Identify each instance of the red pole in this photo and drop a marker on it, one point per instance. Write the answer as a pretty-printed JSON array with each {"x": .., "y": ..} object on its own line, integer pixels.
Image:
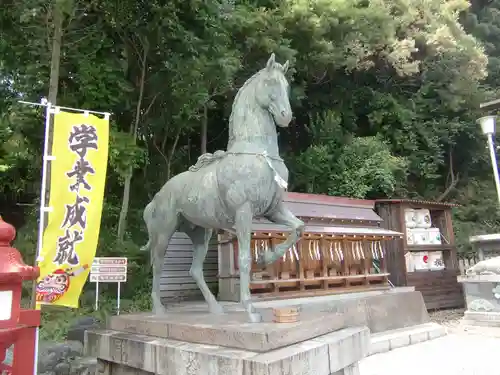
[{"x": 20, "y": 329}]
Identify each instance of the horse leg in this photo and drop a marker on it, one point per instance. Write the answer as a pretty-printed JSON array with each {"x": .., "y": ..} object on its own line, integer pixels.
[
  {"x": 201, "y": 238},
  {"x": 159, "y": 244},
  {"x": 243, "y": 226},
  {"x": 283, "y": 216}
]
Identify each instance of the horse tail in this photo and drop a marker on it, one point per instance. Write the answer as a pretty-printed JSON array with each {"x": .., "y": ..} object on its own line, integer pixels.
[{"x": 148, "y": 217}]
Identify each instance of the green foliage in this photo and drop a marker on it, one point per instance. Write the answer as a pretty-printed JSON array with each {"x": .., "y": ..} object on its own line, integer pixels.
[
  {"x": 385, "y": 94},
  {"x": 341, "y": 165}
]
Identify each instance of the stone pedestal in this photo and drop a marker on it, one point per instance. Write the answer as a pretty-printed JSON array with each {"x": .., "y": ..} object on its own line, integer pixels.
[
  {"x": 330, "y": 338},
  {"x": 482, "y": 296},
  {"x": 313, "y": 346}
]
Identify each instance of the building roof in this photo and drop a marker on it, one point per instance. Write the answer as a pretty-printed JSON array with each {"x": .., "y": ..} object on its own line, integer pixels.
[
  {"x": 485, "y": 238},
  {"x": 317, "y": 206},
  {"x": 417, "y": 201}
]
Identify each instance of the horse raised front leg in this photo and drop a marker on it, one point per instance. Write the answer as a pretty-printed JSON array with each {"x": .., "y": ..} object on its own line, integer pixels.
[
  {"x": 243, "y": 226},
  {"x": 283, "y": 216},
  {"x": 201, "y": 238}
]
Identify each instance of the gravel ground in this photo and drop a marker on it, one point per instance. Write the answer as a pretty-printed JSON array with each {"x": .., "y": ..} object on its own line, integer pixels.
[
  {"x": 464, "y": 351},
  {"x": 454, "y": 354},
  {"x": 448, "y": 318}
]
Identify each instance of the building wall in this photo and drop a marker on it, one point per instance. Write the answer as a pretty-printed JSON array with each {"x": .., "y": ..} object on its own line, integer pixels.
[{"x": 176, "y": 283}]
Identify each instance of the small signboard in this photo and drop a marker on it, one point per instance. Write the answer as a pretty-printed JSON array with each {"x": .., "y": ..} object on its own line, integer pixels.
[
  {"x": 109, "y": 261},
  {"x": 108, "y": 278},
  {"x": 108, "y": 270}
]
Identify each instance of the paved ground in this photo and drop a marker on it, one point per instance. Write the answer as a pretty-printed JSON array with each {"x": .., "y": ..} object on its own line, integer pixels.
[{"x": 464, "y": 351}]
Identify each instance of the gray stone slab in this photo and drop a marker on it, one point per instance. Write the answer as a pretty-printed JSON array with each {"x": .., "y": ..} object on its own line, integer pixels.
[
  {"x": 380, "y": 312},
  {"x": 230, "y": 330},
  {"x": 481, "y": 292},
  {"x": 143, "y": 354}
]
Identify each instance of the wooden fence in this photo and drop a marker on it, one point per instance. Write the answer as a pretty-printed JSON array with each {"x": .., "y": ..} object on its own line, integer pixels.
[{"x": 464, "y": 263}]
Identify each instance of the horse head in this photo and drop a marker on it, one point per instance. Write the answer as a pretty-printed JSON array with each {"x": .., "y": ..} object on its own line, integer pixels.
[{"x": 272, "y": 92}]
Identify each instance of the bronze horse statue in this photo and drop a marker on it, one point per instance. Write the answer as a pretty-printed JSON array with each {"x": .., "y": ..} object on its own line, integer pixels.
[{"x": 227, "y": 189}]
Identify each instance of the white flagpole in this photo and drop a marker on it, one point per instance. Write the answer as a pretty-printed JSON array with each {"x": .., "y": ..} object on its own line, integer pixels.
[{"x": 43, "y": 209}]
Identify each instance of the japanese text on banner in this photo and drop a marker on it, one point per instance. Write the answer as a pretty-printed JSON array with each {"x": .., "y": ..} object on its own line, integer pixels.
[{"x": 77, "y": 180}]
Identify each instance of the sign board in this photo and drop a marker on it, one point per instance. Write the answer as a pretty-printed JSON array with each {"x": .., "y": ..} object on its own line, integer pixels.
[
  {"x": 109, "y": 261},
  {"x": 108, "y": 270},
  {"x": 108, "y": 278}
]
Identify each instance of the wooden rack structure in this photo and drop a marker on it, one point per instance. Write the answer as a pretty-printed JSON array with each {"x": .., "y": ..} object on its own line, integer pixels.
[
  {"x": 342, "y": 250},
  {"x": 438, "y": 285}
]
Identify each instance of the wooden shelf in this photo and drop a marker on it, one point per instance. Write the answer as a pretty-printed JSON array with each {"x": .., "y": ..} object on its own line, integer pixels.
[{"x": 436, "y": 247}]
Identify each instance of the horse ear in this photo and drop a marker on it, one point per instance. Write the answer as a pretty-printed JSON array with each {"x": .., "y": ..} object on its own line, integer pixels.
[
  {"x": 286, "y": 66},
  {"x": 271, "y": 61}
]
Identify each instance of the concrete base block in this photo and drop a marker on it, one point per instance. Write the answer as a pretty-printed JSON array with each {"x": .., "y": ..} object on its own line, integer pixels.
[
  {"x": 398, "y": 338},
  {"x": 132, "y": 354},
  {"x": 350, "y": 370},
  {"x": 481, "y": 319}
]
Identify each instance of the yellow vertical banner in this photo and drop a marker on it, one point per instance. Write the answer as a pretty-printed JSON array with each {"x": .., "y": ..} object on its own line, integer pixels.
[{"x": 77, "y": 179}]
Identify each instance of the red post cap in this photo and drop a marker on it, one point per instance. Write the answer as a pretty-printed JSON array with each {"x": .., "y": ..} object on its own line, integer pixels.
[
  {"x": 7, "y": 233},
  {"x": 12, "y": 265}
]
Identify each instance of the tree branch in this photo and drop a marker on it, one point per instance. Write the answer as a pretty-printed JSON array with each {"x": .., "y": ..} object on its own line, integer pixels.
[{"x": 452, "y": 178}]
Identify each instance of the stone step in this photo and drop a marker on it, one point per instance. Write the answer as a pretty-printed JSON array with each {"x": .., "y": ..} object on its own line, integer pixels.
[{"x": 398, "y": 338}]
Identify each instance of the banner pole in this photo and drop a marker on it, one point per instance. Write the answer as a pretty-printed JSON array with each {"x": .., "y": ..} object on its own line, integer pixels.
[{"x": 41, "y": 221}]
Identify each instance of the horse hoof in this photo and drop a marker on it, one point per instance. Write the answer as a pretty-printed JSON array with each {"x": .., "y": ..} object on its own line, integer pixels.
[
  {"x": 159, "y": 310},
  {"x": 217, "y": 310},
  {"x": 255, "y": 317}
]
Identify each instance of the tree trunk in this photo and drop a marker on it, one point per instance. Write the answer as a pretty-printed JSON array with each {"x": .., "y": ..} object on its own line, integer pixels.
[
  {"x": 204, "y": 130},
  {"x": 122, "y": 220},
  {"x": 55, "y": 63}
]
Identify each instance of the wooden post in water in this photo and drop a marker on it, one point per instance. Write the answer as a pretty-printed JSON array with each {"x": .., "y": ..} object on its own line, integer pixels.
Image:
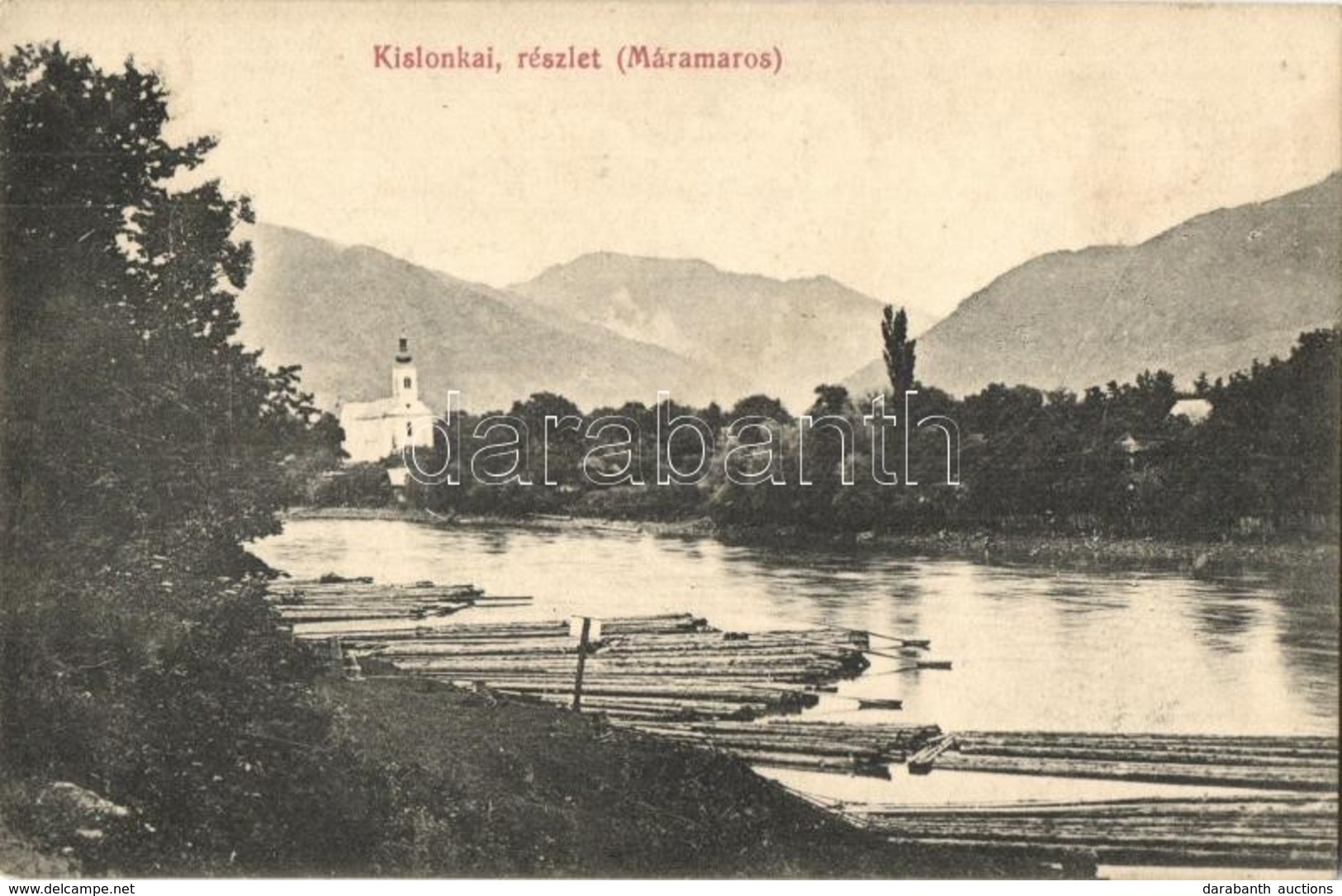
[{"x": 583, "y": 648}]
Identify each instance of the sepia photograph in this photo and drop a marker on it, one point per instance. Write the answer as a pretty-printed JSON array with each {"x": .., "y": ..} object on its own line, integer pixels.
[{"x": 607, "y": 440}]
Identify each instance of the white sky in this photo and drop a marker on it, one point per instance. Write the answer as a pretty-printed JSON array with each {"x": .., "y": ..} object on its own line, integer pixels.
[{"x": 912, "y": 152}]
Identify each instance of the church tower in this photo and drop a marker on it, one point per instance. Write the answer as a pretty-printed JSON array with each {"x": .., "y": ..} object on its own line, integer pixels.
[{"x": 404, "y": 378}]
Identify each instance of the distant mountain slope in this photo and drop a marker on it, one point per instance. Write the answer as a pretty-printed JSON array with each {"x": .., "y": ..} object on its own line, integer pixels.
[
  {"x": 783, "y": 337},
  {"x": 1209, "y": 294},
  {"x": 339, "y": 311}
]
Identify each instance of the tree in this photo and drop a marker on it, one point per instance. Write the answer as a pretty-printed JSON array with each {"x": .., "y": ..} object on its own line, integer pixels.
[
  {"x": 899, "y": 350},
  {"x": 143, "y": 447},
  {"x": 129, "y": 410}
]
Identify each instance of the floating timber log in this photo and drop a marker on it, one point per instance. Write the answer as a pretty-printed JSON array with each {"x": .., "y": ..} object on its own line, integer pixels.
[
  {"x": 1273, "y": 831},
  {"x": 337, "y": 600},
  {"x": 661, "y": 667},
  {"x": 1271, "y": 764},
  {"x": 796, "y": 743},
  {"x": 921, "y": 762}
]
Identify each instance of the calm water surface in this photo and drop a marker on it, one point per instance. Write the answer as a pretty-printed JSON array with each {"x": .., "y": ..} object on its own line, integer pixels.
[{"x": 1032, "y": 648}]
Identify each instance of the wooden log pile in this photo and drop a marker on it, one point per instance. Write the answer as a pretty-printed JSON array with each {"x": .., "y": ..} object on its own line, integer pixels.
[
  {"x": 644, "y": 668},
  {"x": 865, "y": 750},
  {"x": 1277, "y": 831},
  {"x": 339, "y": 600},
  {"x": 1306, "y": 764}
]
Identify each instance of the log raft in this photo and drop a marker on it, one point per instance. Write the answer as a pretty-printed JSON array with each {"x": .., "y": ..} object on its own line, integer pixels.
[
  {"x": 671, "y": 667},
  {"x": 1281, "y": 831},
  {"x": 1303, "y": 764}
]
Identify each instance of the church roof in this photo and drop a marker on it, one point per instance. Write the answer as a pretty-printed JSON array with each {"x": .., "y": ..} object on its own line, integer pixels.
[{"x": 382, "y": 408}]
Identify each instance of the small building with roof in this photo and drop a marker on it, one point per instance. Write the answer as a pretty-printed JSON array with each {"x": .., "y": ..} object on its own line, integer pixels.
[{"x": 375, "y": 429}]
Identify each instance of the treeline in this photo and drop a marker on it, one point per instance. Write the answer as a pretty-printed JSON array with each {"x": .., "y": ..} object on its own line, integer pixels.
[
  {"x": 1112, "y": 460},
  {"x": 143, "y": 447}
]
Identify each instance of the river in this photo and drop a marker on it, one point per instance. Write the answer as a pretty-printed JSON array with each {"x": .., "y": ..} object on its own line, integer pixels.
[{"x": 1032, "y": 648}]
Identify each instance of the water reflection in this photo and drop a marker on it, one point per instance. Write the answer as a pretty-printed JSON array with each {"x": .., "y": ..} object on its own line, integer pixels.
[{"x": 1032, "y": 648}]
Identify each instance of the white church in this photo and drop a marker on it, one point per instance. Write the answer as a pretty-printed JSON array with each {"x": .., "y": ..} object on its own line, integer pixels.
[{"x": 375, "y": 429}]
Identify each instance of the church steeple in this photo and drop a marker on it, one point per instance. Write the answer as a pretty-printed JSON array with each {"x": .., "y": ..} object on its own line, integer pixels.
[{"x": 404, "y": 380}]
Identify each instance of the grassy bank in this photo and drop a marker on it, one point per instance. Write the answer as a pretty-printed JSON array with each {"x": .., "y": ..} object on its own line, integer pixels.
[{"x": 505, "y": 788}]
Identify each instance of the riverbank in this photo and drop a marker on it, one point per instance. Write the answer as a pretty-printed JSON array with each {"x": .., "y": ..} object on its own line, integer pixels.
[
  {"x": 1307, "y": 563},
  {"x": 494, "y": 786}
]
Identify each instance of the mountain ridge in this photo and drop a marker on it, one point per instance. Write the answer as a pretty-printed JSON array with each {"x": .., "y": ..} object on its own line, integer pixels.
[{"x": 1208, "y": 294}]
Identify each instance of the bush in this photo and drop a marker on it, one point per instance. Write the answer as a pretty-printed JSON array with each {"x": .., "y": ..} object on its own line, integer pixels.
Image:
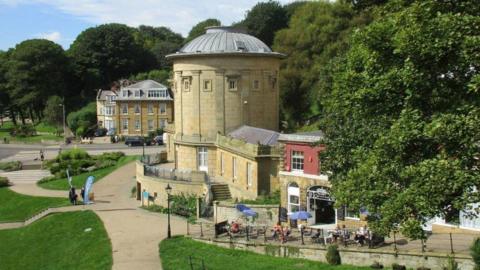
[
  {"x": 451, "y": 264},
  {"x": 475, "y": 253},
  {"x": 4, "y": 182},
  {"x": 11, "y": 166},
  {"x": 333, "y": 256}
]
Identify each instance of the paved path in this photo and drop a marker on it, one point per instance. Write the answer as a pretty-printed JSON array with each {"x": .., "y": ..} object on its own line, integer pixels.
[{"x": 134, "y": 232}]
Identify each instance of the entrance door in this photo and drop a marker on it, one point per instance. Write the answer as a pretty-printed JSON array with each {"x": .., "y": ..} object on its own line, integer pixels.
[{"x": 203, "y": 159}]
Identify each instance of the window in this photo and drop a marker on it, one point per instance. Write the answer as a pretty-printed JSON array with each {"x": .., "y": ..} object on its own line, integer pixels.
[
  {"x": 222, "y": 169},
  {"x": 125, "y": 124},
  {"x": 293, "y": 197},
  {"x": 232, "y": 84},
  {"x": 186, "y": 85},
  {"x": 202, "y": 158},
  {"x": 207, "y": 85},
  {"x": 249, "y": 174},
  {"x": 157, "y": 93},
  {"x": 150, "y": 124},
  {"x": 124, "y": 108},
  {"x": 297, "y": 161},
  {"x": 256, "y": 84},
  {"x": 234, "y": 167},
  {"x": 163, "y": 108},
  {"x": 150, "y": 108},
  {"x": 138, "y": 125},
  {"x": 109, "y": 110},
  {"x": 162, "y": 123}
]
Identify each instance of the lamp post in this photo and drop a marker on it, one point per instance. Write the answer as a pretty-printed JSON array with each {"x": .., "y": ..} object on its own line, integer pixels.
[
  {"x": 64, "y": 126},
  {"x": 168, "y": 189}
]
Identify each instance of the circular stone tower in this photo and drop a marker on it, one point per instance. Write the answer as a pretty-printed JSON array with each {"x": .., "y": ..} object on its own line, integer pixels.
[{"x": 222, "y": 80}]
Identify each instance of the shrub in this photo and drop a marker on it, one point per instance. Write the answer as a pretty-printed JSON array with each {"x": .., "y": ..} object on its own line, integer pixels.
[
  {"x": 398, "y": 267},
  {"x": 475, "y": 253},
  {"x": 333, "y": 256},
  {"x": 451, "y": 264},
  {"x": 11, "y": 166},
  {"x": 4, "y": 182}
]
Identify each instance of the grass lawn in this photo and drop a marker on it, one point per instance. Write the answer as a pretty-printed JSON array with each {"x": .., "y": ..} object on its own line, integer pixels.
[
  {"x": 7, "y": 126},
  {"x": 174, "y": 253},
  {"x": 58, "y": 241},
  {"x": 18, "y": 207},
  {"x": 79, "y": 180}
]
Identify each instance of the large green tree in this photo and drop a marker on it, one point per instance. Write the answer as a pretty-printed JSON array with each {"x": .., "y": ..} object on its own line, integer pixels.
[
  {"x": 37, "y": 69},
  {"x": 403, "y": 118},
  {"x": 264, "y": 20},
  {"x": 318, "y": 33},
  {"x": 199, "y": 28},
  {"x": 106, "y": 53}
]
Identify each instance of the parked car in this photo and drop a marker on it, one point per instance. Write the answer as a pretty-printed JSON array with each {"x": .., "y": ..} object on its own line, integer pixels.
[
  {"x": 134, "y": 141},
  {"x": 111, "y": 132},
  {"x": 100, "y": 132}
]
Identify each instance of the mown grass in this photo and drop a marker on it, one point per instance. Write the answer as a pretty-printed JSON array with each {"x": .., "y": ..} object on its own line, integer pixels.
[
  {"x": 7, "y": 127},
  {"x": 58, "y": 241},
  {"x": 79, "y": 180},
  {"x": 19, "y": 207},
  {"x": 175, "y": 254}
]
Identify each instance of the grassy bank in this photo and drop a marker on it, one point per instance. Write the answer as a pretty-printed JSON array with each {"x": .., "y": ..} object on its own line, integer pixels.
[
  {"x": 79, "y": 180},
  {"x": 175, "y": 254},
  {"x": 58, "y": 241},
  {"x": 48, "y": 134},
  {"x": 18, "y": 207}
]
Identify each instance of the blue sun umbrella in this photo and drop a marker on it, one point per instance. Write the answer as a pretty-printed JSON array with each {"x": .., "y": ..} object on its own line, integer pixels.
[{"x": 300, "y": 215}]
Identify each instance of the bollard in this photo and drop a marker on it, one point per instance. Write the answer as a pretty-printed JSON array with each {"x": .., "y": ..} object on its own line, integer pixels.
[
  {"x": 301, "y": 233},
  {"x": 451, "y": 244}
]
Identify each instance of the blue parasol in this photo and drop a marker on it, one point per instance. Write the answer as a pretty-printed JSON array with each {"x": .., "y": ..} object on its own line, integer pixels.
[{"x": 300, "y": 215}]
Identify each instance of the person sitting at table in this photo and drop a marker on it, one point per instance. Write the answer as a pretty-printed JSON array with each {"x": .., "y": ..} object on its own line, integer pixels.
[
  {"x": 361, "y": 235},
  {"x": 234, "y": 227},
  {"x": 276, "y": 230},
  {"x": 286, "y": 232}
]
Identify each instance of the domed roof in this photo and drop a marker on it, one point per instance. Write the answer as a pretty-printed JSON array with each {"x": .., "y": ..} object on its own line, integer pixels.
[{"x": 225, "y": 40}]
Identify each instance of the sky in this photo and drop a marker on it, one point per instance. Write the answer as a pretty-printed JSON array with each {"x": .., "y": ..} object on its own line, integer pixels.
[{"x": 62, "y": 20}]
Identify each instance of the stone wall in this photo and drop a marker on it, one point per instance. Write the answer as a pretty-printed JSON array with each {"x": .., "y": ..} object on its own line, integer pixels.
[
  {"x": 267, "y": 214},
  {"x": 350, "y": 256},
  {"x": 156, "y": 186}
]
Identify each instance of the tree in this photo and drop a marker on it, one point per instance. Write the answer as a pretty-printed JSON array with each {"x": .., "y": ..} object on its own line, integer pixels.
[
  {"x": 403, "y": 117},
  {"x": 52, "y": 113},
  {"x": 264, "y": 20},
  {"x": 106, "y": 53},
  {"x": 199, "y": 28},
  {"x": 160, "y": 41},
  {"x": 318, "y": 33},
  {"x": 37, "y": 69}
]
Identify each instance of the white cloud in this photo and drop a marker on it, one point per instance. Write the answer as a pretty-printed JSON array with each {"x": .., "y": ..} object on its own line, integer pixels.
[
  {"x": 179, "y": 15},
  {"x": 54, "y": 36}
]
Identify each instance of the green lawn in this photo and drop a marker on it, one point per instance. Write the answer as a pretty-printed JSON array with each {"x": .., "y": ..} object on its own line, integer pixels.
[
  {"x": 58, "y": 241},
  {"x": 18, "y": 207},
  {"x": 7, "y": 126},
  {"x": 79, "y": 180},
  {"x": 175, "y": 254}
]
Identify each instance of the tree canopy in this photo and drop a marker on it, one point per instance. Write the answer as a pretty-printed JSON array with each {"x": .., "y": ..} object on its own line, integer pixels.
[
  {"x": 403, "y": 117},
  {"x": 318, "y": 32}
]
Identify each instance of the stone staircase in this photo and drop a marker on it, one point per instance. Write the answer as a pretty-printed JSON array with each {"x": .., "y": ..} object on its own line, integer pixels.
[{"x": 220, "y": 192}]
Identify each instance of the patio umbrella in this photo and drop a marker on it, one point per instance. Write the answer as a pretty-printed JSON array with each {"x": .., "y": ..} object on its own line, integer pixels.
[{"x": 300, "y": 215}]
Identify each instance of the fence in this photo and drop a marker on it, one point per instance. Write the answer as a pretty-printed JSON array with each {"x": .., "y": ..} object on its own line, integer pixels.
[{"x": 170, "y": 174}]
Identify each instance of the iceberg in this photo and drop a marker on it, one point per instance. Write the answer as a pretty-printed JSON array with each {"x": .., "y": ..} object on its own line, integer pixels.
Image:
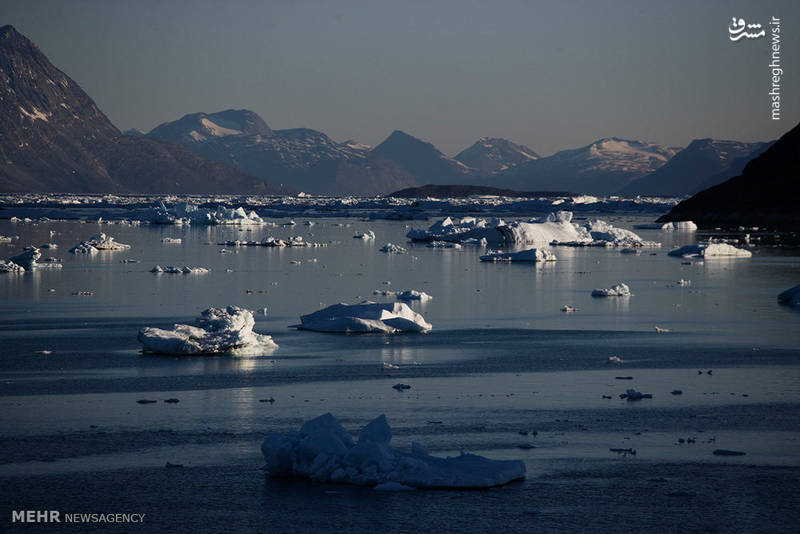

- _Exercise aim_:
Return every line of the records above that contains the word "post".

- _Solution to the exercise_:
Identify each instance of the red post cap in this photo and drop a marker on it, one point per instance. Write the answer as a pretty-printed JSON array with each {"x": .., "y": ..} object on its own line, integer pixels.
Identify each instance of the wooden post in water in this photo and drop a marker on it, one point per instance. Write the answer as a pretty-printed JSON array with each {"x": .., "y": ..} object on its own line, integer pixels.
Identify each instance of the lamp post in this photo and drop a marker on it, one point per instance. Write the answer as a pretty-printed JSON array with each {"x": .., "y": ..} object on its own line, integer pixels.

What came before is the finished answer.